Get the equation of a plane I need to get the equation of a plane in space. I didn't know how to do this so I looked it up and came across this:

Points: A(1,0,1) B(2,2,0) and C(3,1,4)
Direction: AB:(1,2,-1) and BC:(2,1,3)
/ x = 1 + r.1   + s.2
| y = 0 + r.2   + s.1
\ z = 1 + r.(-1)+ s.3

This far I understand everything, but I don't understand how to solve the following equation and how the author set up this equation:

|x-1    y       z-1 |
| 1     2        -1 |  =  0  <=> 7x - 5y - 3z - 4 = 0
| 2     1        3  |

Could anyone tell me how the author solved that?
 A: The determinant of a $3\times 3$ matrix tells you the volume of the corresponding parallelepiped formed by the three row vectors.
You can imagine a plane spanned by two vectors as being the set of vectors which form a volume $0$ solid. 
We have the two direction vectors relative to $A$ and so a vector $(x,y,z)$ will lie in the plane if and only if the volume formed by $(x-1,y,z-1), (1,2,-1), (2,1,3)$ is $0$.
Computing the determinant gives the answer you gave above.

| Directions |
[a] In the forum thread on finding a plane's equation, what does the determinant of a 3×3 matrix tell you?
[b] Write the next part of the forum thread on finding a plane's equation, picking up after its final sentence.
The items that follow come from a separate source.

| Information shown |

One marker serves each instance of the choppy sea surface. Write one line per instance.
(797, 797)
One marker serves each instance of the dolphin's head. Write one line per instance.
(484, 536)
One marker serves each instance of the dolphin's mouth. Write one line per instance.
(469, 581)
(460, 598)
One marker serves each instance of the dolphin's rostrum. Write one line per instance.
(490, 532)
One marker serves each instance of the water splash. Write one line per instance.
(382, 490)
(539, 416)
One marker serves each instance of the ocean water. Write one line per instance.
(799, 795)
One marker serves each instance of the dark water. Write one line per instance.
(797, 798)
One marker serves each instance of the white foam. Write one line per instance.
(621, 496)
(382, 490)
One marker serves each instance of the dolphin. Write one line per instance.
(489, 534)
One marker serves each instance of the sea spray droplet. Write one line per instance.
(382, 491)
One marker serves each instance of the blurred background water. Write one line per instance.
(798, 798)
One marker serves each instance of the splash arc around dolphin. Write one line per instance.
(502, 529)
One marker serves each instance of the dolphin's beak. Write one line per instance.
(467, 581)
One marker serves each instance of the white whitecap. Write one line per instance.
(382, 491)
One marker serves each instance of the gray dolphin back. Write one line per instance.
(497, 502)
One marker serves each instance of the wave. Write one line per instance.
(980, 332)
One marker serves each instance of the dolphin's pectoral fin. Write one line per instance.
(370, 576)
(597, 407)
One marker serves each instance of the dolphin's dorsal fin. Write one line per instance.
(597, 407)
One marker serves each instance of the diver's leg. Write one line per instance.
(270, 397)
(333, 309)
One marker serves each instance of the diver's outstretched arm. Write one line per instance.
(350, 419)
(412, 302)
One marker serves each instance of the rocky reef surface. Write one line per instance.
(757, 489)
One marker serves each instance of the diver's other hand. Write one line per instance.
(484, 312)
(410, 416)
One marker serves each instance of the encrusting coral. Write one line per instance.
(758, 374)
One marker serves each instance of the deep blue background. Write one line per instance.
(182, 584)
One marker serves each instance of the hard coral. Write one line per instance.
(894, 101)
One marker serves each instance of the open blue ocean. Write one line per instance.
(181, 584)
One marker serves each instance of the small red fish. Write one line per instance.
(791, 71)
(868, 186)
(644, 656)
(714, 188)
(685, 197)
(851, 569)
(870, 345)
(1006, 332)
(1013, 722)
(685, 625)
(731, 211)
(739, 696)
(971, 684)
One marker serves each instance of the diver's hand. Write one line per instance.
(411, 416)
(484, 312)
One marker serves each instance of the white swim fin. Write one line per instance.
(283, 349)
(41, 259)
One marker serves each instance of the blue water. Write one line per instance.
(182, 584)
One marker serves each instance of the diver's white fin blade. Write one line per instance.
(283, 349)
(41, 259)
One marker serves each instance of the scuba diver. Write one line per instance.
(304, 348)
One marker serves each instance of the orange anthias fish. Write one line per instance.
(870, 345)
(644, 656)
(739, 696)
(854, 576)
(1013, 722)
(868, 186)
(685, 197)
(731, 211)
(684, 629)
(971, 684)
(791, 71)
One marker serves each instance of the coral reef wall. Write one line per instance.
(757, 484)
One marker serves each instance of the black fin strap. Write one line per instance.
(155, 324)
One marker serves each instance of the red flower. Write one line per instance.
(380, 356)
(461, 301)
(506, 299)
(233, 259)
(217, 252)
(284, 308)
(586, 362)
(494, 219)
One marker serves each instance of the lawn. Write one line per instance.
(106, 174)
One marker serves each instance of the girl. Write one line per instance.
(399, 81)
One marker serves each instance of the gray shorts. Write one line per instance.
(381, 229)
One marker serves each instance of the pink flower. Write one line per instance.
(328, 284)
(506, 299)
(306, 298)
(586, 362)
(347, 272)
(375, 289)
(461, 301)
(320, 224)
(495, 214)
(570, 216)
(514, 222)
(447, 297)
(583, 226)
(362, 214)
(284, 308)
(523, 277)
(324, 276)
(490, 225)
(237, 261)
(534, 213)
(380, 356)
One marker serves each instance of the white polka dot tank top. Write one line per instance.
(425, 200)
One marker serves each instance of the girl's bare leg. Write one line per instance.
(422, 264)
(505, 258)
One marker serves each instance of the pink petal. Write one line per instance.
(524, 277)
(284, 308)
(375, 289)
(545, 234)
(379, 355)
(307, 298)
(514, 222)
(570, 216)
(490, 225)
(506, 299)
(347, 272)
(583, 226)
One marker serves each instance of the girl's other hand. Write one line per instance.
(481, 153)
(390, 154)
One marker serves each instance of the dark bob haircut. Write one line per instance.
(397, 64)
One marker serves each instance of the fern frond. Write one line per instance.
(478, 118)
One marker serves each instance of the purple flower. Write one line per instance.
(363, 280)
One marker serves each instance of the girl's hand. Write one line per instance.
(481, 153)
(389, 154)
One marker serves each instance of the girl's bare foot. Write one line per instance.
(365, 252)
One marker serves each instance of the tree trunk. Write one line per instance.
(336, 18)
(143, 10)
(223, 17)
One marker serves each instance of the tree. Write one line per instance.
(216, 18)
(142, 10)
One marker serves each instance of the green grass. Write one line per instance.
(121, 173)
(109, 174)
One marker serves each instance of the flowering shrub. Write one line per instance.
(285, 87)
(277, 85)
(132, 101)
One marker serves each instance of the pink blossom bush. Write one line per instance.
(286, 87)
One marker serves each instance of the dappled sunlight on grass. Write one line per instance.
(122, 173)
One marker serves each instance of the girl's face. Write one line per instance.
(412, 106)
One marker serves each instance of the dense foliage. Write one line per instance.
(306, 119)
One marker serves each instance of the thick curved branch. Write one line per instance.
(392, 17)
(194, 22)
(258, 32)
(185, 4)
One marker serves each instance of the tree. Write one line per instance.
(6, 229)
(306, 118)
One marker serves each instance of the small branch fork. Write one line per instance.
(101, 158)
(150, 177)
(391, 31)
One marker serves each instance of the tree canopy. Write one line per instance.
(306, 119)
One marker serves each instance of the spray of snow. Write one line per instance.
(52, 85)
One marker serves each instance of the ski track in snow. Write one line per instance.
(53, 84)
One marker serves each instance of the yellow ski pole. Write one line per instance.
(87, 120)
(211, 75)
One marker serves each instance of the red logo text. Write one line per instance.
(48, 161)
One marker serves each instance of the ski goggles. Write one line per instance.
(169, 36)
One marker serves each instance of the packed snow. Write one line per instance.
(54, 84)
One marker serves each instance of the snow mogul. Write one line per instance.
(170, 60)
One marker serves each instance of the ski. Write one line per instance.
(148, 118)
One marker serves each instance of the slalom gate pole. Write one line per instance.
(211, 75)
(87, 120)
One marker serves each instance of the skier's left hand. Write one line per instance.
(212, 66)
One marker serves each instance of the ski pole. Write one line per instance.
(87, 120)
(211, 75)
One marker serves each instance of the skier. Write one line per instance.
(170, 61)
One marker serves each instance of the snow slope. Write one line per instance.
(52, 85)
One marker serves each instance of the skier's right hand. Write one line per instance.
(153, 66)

| Task-by-task outputs |
[a] It gives the volume of the parallelepiped formed by the matrix's three row vectors.

[b]
A: The vector equation of a plane is $n\cdot (X - a) = 0$  where $n$ is a vector normal to the plane, $a$ is any point on the plane and $X$ is the general point on the plane, the point such that the equation holds if and only if $X$ is on the plane.  If you find a normal and point on the plane and expand that dot product your equation will be of the form $ax + by + cz = d$ where $a,b,c,d$ are real numbers and $(x,y,z) = X$.  To see this, dot product distributes over vector addition, so:
$$
n \cdot (X - a) = n\cdot X - n\cdot a = \\
n\cdot (x, y, z) - n\cdot a = 0
$$
So in the standard form $ax + by + cz = d$, $(a,b,c) = n$ and $d = n\cdot a$.  
If the author was using determinant somewhere it was probably to calculate a normal vector to the plane.  There's a formula for finding a vector $n$ perpendicular to two other vectors $X$, $Y$ called the cross product (in 3D).  $X \times Y$ ("$X$ cross $Y$") equals a vector perpendicular to both $X$ and $Y$.  As you can imagine there are two such vectors so the usual convention is to define $X \times Y$ by the right-hand-rule.  Point your right hand fingers in $X$'s direction and curl them along the shortest angle between $X$ and $Y$, until your fingers point in $Y$'s direction.  Your thumb then points in the direction of $X \times Y$.  A formula for calculating this given $X = (x_1, x_2, x_3), Y = (y_1, y_2, y_3)$ is
$$
X \times Y = \begin{vmatrix}
 \hat{x}& \hat{y}  & \hat{z} \\ 
 x_1 & x_2 & x_3\\ 
 y_1 & y_2  & y_3
\end{vmatrix}
$$
This is the matrix determinant formula for cross product.  Calculating the determinant for a $3\times 3$ matrix is relatively easy, then as you go up in matrix size the formula becomes more involved.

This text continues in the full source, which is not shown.